§ **Consigne 1**
Répondez à ces questions à partir de l'extrait sur la rétention administrative :
(a) Quel juge est seul compétent pour contrôler le choix du pays d'éloignement ?
(b) Quelle juridiction a rendu la décision citée, et à quelle date ?
(c) D'après le dernier paragraphe, combien de ressortissants afghans ont été placés au centre de rétention en 2021 et 2022, et combien ont été éloignés vers leur pays ?
§ **Consigne 2**
Reprenez le texte sur la rétention administrative après sa dernière phrase.

§ **Extrait du texte**

□ □ □ □ □

Il est constant qu'il se déduit également de ce principe, que le juge judiciaire ne saurait fonder la décision relative à la prolongation de la rétention administrative sur son appréciation de l'existence ou l'absence de perspectives d'éloignement vers le pays de destination choisi par l'autorité administrative.
Ce raisonnement revient en effet, implicitement mais nécessairement, à s'arroger un droit de contrôle sur le choix du pays d'éloignement, en contradiction avec le principe de séparation des pouvoirs donnant compétence exclusive au juge administratif pour ce faire.
(Cour de cassation 1ère civile 05 décembre 2018 n° Y 17-30.979)
En l'espèce, le moyen tiré des 'perspectives d'éloignement' revient à critiquer le choix de la destination d'éloignement, M. [X] [G] soutenant qu'au centre de rétention de [Localité 1], en 2021 et 2022, sur les 3 ressortissants afghans placés sur le fondement d'une obligation de quitter le territoire français aucun n'a été éloigné vers son pays de nationalité.

□ □ □ □ □

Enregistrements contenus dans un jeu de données
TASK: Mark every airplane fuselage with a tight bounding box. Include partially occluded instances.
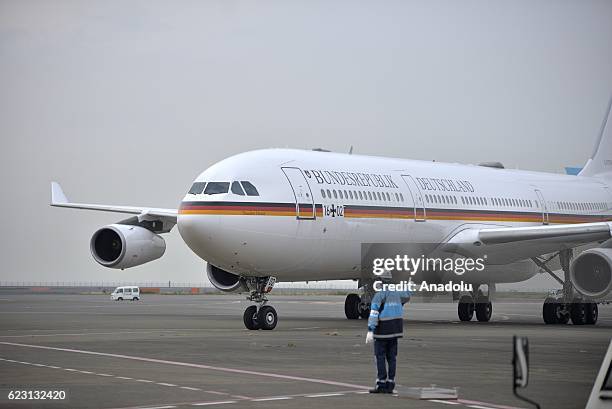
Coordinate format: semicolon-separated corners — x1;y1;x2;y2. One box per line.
178;149;612;283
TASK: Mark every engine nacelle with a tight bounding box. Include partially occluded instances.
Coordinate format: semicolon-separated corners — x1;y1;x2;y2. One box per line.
89;224;166;270
570;248;612;299
206;263;248;293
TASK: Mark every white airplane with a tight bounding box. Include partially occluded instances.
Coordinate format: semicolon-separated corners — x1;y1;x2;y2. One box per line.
51;101;612;330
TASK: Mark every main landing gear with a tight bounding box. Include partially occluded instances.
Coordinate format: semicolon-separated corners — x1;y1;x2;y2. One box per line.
344;282;374;320
457;284;495;322
532;249;599;325
242;277;278;330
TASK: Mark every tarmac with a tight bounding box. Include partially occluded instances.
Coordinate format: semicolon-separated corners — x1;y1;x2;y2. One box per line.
0;293;612;409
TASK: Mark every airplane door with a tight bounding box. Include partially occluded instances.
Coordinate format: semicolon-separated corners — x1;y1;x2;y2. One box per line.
402;175;426;222
281;168;315;220
535;189;548;224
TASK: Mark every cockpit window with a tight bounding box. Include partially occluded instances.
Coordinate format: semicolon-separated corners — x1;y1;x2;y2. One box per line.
204;182;229;195
241;180;259;196
232;182;244;196
189;182;206;195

□ □ □ □ □

§ **Réponse attendue 1**
(a) Le juge administratif.
(b) La Cour de cassation (1re chambre civile), le 5 décembre 2018.
(c) Trois ressortissants afghans y ont été placés, et aucun n'a été éloigné vers son pays de nationalité.

§ **Réponse attendue 2**
Enfin, il sera rappelé que la délivrance d'un laissez-passer consulaire est un acte de souveraineté sur lequel l'autorité judiciaire française ne saurait opiner ou conjecturer de la délivrance en dehors de critères posés par sa propre législation, laquelle délivrance étant conditionnée par les rapports diplomatiques entre puissances étatiques dont l'appréciation échappe au magistrat judiciaire.
Ce n'est pas parce que aucun des trois ressortissants afghans placés en rétention au Centre de [Localité 1] entre 2021 et 2022 n'ont pas été éloignés vers leur pays de nationalité, que cette situation se renouvellera inéluctablement pour l'intéressé.
Le moyen sera rejeté.
Pour le surplus, la cour considère que c'est par une analyse circonstanciée et des motifs pertinents qui seront intégralement adoptés au visa de l'article 955 du code de procédure civile, que le premier juge a statué sur le fond en ordonnant la prolongation de la rétention.
L'ordonnance dont appel sera confirmée.
PAR CES MOTIFS
DÉCLARE l'appel recevable ;
CONFIRME l'ordonnance entreprise.
DIT que la présente ordonnance sera communiquée au ministère public par les soins du greffe ;
DIT que la présente ordonnance sera notifiée dans les meilleurs délais à l'appelant, à son conseil et à l'autorité administrative ;
LAISSE les dépens à la charge de l'Etat.
Véronique THÉRY,
greffière
Danielle THEBAUD,
conseillère
N° RG 23/00154 - N° Portalis DBVT-V-B7H-UWYV
REÇU NOTIFICATION DE L'ORDONNANCE 161 DU 26 Janvier 2023 ET DE L'EXERCICE DES VOIES DE RECOURS :
Vu les articles 612 et suivants du Code de procédure civile et R743-20 du Code de l'entrée et du séjour des étrangers et du droit d'asile
Pour information :
L'ordonnance n'est pas susceptible d'opposition.
Le pourvoi en cassation est ouvert à l'étranger, à l'autorité administrative qui a prononcé le maintien en zone d'attente ou la rétention et au ministère public.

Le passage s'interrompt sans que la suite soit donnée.